Retype all of the data. Every line must match exactly.
* begin Material *
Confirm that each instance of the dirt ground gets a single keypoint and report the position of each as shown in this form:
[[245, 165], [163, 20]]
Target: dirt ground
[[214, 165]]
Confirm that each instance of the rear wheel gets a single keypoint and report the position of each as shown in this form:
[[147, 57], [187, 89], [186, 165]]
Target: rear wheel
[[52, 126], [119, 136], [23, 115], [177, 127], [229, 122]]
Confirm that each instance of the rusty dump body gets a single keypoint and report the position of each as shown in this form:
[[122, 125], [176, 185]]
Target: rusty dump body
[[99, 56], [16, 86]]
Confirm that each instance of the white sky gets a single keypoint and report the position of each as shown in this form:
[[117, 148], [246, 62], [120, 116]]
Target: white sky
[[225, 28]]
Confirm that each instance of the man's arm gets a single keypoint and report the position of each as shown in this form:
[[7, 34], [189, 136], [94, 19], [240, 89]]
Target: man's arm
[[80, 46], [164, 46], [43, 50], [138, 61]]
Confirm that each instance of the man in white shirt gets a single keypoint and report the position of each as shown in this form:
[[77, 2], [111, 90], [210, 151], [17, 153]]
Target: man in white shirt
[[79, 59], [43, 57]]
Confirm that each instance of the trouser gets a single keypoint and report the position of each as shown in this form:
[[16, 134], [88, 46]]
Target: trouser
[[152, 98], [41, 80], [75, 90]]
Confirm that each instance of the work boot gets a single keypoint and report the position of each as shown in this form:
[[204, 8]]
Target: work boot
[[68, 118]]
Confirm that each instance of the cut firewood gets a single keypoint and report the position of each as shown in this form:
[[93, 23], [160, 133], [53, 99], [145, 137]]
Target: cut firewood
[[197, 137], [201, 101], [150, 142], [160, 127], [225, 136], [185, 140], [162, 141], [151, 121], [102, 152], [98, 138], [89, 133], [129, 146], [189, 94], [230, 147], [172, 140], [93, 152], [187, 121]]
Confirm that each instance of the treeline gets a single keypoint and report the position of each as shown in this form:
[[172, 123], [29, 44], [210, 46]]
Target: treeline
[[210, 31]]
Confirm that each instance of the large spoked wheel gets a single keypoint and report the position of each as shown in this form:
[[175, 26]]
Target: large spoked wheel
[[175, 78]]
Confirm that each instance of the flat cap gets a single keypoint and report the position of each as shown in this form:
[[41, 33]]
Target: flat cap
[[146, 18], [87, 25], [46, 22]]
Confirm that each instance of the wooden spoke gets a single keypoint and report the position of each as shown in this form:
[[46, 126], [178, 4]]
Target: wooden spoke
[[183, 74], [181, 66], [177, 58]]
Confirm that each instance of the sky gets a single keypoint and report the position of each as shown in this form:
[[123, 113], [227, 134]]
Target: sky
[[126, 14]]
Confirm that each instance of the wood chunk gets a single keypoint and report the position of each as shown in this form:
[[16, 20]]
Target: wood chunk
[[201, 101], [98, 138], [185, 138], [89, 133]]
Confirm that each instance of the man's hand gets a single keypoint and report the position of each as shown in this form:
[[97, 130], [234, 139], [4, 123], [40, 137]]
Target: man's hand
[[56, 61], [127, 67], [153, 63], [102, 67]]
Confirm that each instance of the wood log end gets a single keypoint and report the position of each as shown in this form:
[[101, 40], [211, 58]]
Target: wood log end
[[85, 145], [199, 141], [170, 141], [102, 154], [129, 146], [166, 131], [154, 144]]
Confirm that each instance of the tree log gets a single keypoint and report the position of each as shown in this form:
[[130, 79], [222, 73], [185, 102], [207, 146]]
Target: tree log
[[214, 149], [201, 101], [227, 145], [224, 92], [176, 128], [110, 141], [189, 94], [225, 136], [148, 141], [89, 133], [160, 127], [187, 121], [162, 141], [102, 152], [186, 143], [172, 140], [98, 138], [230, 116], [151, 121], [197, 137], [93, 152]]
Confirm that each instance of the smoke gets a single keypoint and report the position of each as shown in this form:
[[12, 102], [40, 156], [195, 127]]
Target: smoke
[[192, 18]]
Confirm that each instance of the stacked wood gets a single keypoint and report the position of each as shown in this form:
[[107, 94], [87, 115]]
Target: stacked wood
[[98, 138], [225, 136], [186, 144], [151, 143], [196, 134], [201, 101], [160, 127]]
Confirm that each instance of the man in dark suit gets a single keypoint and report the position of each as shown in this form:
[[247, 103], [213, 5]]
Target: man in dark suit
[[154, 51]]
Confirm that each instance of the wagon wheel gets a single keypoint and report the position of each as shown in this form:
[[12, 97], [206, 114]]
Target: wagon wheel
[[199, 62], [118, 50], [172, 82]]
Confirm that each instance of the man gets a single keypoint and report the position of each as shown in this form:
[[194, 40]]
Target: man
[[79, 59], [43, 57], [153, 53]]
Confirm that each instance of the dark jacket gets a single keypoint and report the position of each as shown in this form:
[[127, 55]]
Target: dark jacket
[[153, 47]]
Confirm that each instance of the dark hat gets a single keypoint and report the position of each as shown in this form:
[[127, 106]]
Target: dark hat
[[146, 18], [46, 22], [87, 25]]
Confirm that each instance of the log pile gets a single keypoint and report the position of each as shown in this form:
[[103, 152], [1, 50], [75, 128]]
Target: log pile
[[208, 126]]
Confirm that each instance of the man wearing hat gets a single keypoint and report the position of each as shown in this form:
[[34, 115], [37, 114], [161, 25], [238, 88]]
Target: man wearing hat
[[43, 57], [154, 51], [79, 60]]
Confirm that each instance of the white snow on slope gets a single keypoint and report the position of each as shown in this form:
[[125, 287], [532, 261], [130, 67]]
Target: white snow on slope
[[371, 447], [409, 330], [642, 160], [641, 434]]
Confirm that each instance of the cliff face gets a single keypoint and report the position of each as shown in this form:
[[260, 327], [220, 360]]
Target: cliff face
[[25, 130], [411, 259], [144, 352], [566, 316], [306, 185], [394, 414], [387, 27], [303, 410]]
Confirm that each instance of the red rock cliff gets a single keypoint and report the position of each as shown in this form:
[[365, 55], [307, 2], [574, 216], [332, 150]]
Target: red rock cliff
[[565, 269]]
* end Material *
Written solution>
Confirm that each instance of the dirt ground gets a single keypoint and report the position of each as shown in this form:
[[245, 165], [163, 20]]
Target: dirt ground
[[214, 165]]
Confirm that each instance of the rear wheel gets a single keypoint and report the position of each as shown in this form:
[[147, 57], [187, 89], [186, 165]]
Target: rear wheel
[[52, 126], [119, 136], [23, 115], [177, 127], [229, 122]]
Confirm that each instance of the rusty dump body gets a single keypoint and report the position of each as shown in this form:
[[122, 125], [176, 185]]
Target: rusty dump body
[[99, 56], [16, 86]]
Confirm that each instance of the white sky gets a single keypoint and report the position of each as shown in this form:
[[117, 148], [246, 62], [120, 116]]
Target: white sky
[[225, 28]]
Confirm that each instance of the man's arm gets a single keypoint and report the position of each as shown in this form:
[[7, 34], [189, 136], [94, 19], [240, 89]]
Target: man's arm
[[80, 46], [164, 46], [43, 50], [138, 61]]
Confirm that each instance of the man in white shirt gets a single keypoint and report the position of each as shown in this form:
[[77, 2], [111, 90], [210, 151], [17, 153]]
Target: man in white shirt
[[79, 59], [43, 57]]
Confirm that each instance of the trouser gets a single keypoint and report the position of each as shown in this form:
[[16, 134], [88, 46]]
Target: trouser
[[152, 98], [41, 80], [75, 90]]
Confirm that each instance of the work boot gets a single keypoint and report the position of each as shown in this form:
[[204, 8]]
Target: work boot
[[68, 118]]
Confirm that each instance of the cut firewood gets a single keypoint and report the position of each as shown in this form:
[[93, 23], [160, 133], [53, 99], [145, 137]]
Target: cut firewood
[[197, 137], [201, 101], [150, 142], [160, 127], [225, 136], [185, 140], [162, 141], [151, 121], [102, 152], [98, 138], [89, 133], [129, 146], [189, 94], [230, 147], [172, 140], [93, 152], [187, 121]]
Confirm that each instance of the treeline gets a single keypoint and report the position of each as shown in this form:
[[172, 123], [29, 44], [210, 46]]
Target: treeline
[[210, 31]]
Confirm that each instance of the large spoked wheel gets a single keypoint and report the position of each as shown in this form:
[[175, 26]]
Target: large spoked wheel
[[175, 78]]
Confirm that each instance of the flat cap gets a single keypoint and report the position of each as shown in this form:
[[41, 33]]
Target: flat cap
[[146, 18], [87, 25], [46, 22]]
Confirm that each instance of the wooden spoke gets a single keypoint and report the position of each as shown in this form:
[[46, 126], [178, 4]]
Target: wooden spoke
[[183, 74], [181, 66], [177, 58]]
Confirm that each instance of the sky gets a single keypoint and report the position of each as shown in this form:
[[123, 113], [227, 134]]
Target: sky
[[126, 14]]
Confirm that each instance of the wood chunk gets a single keypoint and report the position of each as shown in this form:
[[16, 20]]
Target: wood chunk
[[201, 101], [98, 138], [185, 138], [89, 133]]
Confirm that each instance of the man's hand gets a single keypoint and report the position of each as shown in this form:
[[97, 130], [234, 139], [4, 123], [40, 137]]
Target: man's hand
[[56, 61], [127, 67], [153, 63], [102, 67]]
Confirm that each instance of the wood log end gets a single keypoint and report the position of each as shown in this form:
[[101, 40], [211, 58]]
Target: wood log end
[[85, 145], [199, 141], [170, 141], [102, 154], [129, 146], [166, 131], [154, 144]]
Confirm that each instance of the tree log gets a single keypoint and report the position of each as shown in this form:
[[130, 79], [222, 73], [185, 102], [207, 146]]
Target: tree log
[[214, 149], [201, 101], [227, 145], [224, 92], [176, 128], [110, 141], [189, 94], [225, 136], [148, 141], [89, 133], [160, 127], [187, 121], [162, 141], [102, 152], [186, 143], [172, 140], [98, 138], [230, 116], [151, 121], [197, 137], [93, 152]]
Confirm that each instance of the smoke gets a single keypoint and report the position of each as shown in this form:
[[12, 102], [40, 156], [195, 127]]
Target: smoke
[[192, 18]]
Confirm that each instance of the stacked wood gets a single keypoint and report the position of each as shown in this form:
[[107, 94], [87, 115]]
Target: stacked wood
[[98, 138], [225, 136], [186, 144], [151, 143], [196, 134], [201, 101], [160, 127]]
Confirm that each instance of the man in dark suit gets a single keypoint and report the position of each as shown in this form:
[[247, 103], [213, 5]]
Target: man in dark suit
[[154, 51]]
Confirm that each instance of the wagon wheel gets a single keypoint and report the position of each as shown in this form:
[[12, 97], [206, 114]]
Target: wagon wheel
[[199, 62], [118, 50], [172, 82]]
Confirm that each instance of the man gets a single keypoint and report the position of each as shown in this form:
[[194, 40]]
Target: man
[[79, 59], [43, 57], [153, 53]]
Confirm that each instance of the dark jacket gets a single keypoint and report the position of each as shown in this form:
[[127, 55]]
Target: dark jacket
[[153, 47]]
Confirm that each instance of the dark hat gets a single keypoint and report the position of each as shown in this form:
[[127, 106]]
Target: dark hat
[[146, 18], [46, 22], [87, 25]]
Confirm that each instance of the log pile gets a single keypoint and report the position of each as shown in this form:
[[103, 152], [1, 50], [75, 128]]
Target: log pile
[[208, 126]]
Confirm that each instance of the man wearing hat gets a single keypoint and report the position of each as shown in this form:
[[34, 115], [37, 114], [161, 25], [238, 88]]
Target: man wearing hat
[[43, 57], [154, 51], [79, 60]]
Confirm that each instance of the white snow on slope gets a single keypoint and report the position of each as shown in this form:
[[125, 287], [532, 261], [130, 67]]
Target: white snow on slope
[[371, 447], [409, 330], [642, 160], [641, 434]]
Confirm that each instance of the cliff face gets a single keypoint and report the position of each as shown in this form:
[[260, 327], [220, 360]]
Target: cliff face
[[25, 130], [411, 259], [144, 352], [566, 316], [306, 185], [394, 414], [387, 27], [303, 410]]
Confirm that each instance of the red rock cliff gets a single keypoint and report the position of each as shown in this form:
[[365, 55], [307, 2], [574, 216], [332, 150]]
Target: red rock cliff
[[565, 269]]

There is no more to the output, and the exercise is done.